### PROMPT A
Transcribe the part of the piece on textile waste starting with "The London textile" and going on through "and disposed of.".

▬▬▬▬▬▬▬▬▬▬

Today more and more clothes are produced and consumed within increasingly shorter periods of time – the textile industry is booming. This phenomenon is called “fast fashion“: Many clothing brands present new collections in monthly intervals, which are often only purchased by the consumers for one season and then simply thrown away, and several manufacturers also throw huge amounts of fabric in the garbage every day. But more and more market players are rebelling against this form of throwaway fashion – also in the promotion wear segment.
A McKinsey survey from the year 2022 reports that every person in Europe produces on average 15 kg of textile waste a year, 85% of it is caused by clothes and the home textiles of private households. Currently less than 1% of this waste is recycled into new textile products in the EU and over 65% lands directly in the waste incineration plants, where they are burned in an CO2-intensive process or they end up at the landfill site.

The London textile specialist, Mantis World, has been relying on organic cotton for the production of children’s and adult’s clothes since 2005.
According to the umbrella association, FairWertung e.V., an alliance between over 130 non-profit-making, second-hand clothes collecting organisations, approx. 1 million tons of clothes are deposited in old clothes containers in Germany alone every year. On average, only 50% of these garments are suitable for second-hand usage. If the textiles are damaged, they are thrown away, but also the poor quality and workmanship of many garments lead to them being ranged out and disposed of.
However, there is still hope: For example, the environmental organisation confirmed in a survey in the year 2023 that there is growing awareness for a more sustainable approach to fashion. According to the survey, in the year 2015 an adult person in Germany had 95 garments hanging in his wardrobe on average, whereas in the year 2022 it was only 87 garments. This corresponds to a decline of approx. 340 million garments in Germany a year. What’s more, not only are a high number of consumers are questioning their fashion consumption, the fight against textile wastage is also gaining significance within the textile production industry.
Durable repertoire
The London-based textile specialist, Mantis World, outlines an example of this. Prama Bhardwaj, CEO and founder of Mantis World, sums the problem of textile wastage up in a nutshell: “Our industry seems to be in relentless pursuit of novelty: The next colour, the widest range of colours, the most styles. A problem is the expectation of immediacy, the demand that clothing brands should have a large stock of all products immediately available at all times. Brands have to make predictions without customers making a commitment to buy, which means that if their predictions are wrong, a huge amount of unwanted stock is left on the shelves, which will eventually be discarded.”

▬▬▬▬▬▬▬▬▬▬

### PROMPT B
Give only the entries starting with the line with "Where can the gray" and going on through the last line of the entries, with "instance" changed to "occurrence" and everything else left as it is.

### INFORMATION SUPPLIED
▬▬▬▬▬▬▬▬▬▬

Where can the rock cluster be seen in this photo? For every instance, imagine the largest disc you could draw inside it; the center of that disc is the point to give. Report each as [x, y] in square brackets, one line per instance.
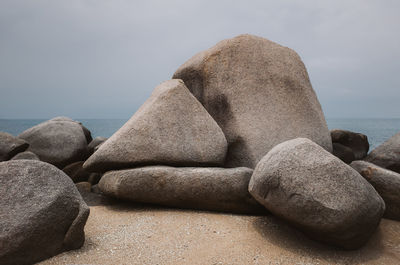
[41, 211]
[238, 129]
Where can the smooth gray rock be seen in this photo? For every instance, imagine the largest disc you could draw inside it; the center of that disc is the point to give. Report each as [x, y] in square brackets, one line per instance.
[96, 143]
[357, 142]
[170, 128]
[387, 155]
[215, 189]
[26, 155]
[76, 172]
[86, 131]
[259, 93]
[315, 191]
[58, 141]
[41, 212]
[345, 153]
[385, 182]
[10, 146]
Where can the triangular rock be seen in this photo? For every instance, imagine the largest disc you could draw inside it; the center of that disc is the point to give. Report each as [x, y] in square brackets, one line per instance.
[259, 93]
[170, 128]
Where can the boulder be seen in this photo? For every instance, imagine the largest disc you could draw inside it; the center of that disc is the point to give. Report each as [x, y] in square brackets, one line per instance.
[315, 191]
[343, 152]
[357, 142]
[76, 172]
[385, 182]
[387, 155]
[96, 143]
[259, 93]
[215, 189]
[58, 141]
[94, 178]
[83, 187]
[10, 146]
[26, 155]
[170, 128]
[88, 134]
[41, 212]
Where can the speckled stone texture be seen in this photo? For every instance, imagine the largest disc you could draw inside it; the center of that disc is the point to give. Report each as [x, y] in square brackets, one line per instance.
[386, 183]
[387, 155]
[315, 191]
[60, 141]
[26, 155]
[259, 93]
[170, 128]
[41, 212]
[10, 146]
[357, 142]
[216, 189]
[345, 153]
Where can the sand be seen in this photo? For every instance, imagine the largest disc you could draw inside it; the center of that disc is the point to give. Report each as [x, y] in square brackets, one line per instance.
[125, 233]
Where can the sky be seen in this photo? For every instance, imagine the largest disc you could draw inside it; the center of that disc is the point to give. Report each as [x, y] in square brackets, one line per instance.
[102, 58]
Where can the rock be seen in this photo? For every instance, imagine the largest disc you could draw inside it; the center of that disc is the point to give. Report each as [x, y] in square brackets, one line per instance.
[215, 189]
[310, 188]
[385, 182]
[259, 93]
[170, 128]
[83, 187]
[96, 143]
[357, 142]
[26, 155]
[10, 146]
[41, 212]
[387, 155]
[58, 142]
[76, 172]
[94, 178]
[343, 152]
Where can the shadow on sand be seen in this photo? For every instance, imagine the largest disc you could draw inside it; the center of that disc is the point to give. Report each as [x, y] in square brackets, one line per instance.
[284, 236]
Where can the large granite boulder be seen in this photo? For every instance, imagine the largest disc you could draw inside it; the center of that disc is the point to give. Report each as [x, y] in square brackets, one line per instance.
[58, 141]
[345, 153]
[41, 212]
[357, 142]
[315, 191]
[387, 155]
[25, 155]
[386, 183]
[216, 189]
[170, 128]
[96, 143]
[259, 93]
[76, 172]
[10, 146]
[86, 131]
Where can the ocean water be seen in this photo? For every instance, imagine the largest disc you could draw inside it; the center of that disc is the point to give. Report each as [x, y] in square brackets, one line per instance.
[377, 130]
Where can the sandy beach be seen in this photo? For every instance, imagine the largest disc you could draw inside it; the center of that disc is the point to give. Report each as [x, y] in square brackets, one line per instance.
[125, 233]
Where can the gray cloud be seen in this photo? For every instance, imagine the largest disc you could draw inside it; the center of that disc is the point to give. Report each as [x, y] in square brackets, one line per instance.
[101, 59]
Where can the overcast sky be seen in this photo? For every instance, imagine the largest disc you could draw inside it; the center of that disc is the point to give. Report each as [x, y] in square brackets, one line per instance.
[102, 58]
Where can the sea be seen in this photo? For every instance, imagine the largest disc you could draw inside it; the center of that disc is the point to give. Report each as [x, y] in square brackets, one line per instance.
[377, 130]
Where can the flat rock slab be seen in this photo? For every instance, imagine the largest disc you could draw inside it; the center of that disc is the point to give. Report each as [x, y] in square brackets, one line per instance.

▬▬▬▬▬▬▬▬▬▬

### TASK RESULT A
The London textile specialist, Mantis World, has been relying on organic cotton for the production of children’s and adult’s clothes since 2005.
According to the umbrella association, FairWertung e.V., an alliance between over 130 non-profit-making, second-hand clothes collecting organisations, approx. 1 million tons of clothes are deposited in old clothes containers in Germany alone every year. On average, only 50% of these garments are suitable for second-hand usage. If the textiles are damaged, they are thrown away, but also the poor quality and workmanship of many garments lead to them being ranged out and disposed of.

### TASK RESULT B
Where can the gray cloud be seen in this photo? For every occurrence, imagine the largest disc you could draw inside it; the center of that disc is the point to give. Report each as [x, y] in square brackets, one line per occurrence.
[101, 59]
Where can the overcast sky be seen in this photo? For every occurrence, imagine the largest disc you could draw inside it; the center of that disc is the point to give. Report each as [x, y] in square brackets, one line per occurrence.
[102, 58]
Where can the sea be seen in this photo? For every occurrence, imagine the largest disc you could draw inside it; the center of that disc is the point to give. Report each as [x, y] in square brackets, one line per occurrence.
[377, 130]
Where can the flat rock slab be seen in this photo? For every occurrence, imagine the largest disc you could draw inside it; the center of that disc is the point to give. Report each as [x, y] in square brackets, one line per occurrence.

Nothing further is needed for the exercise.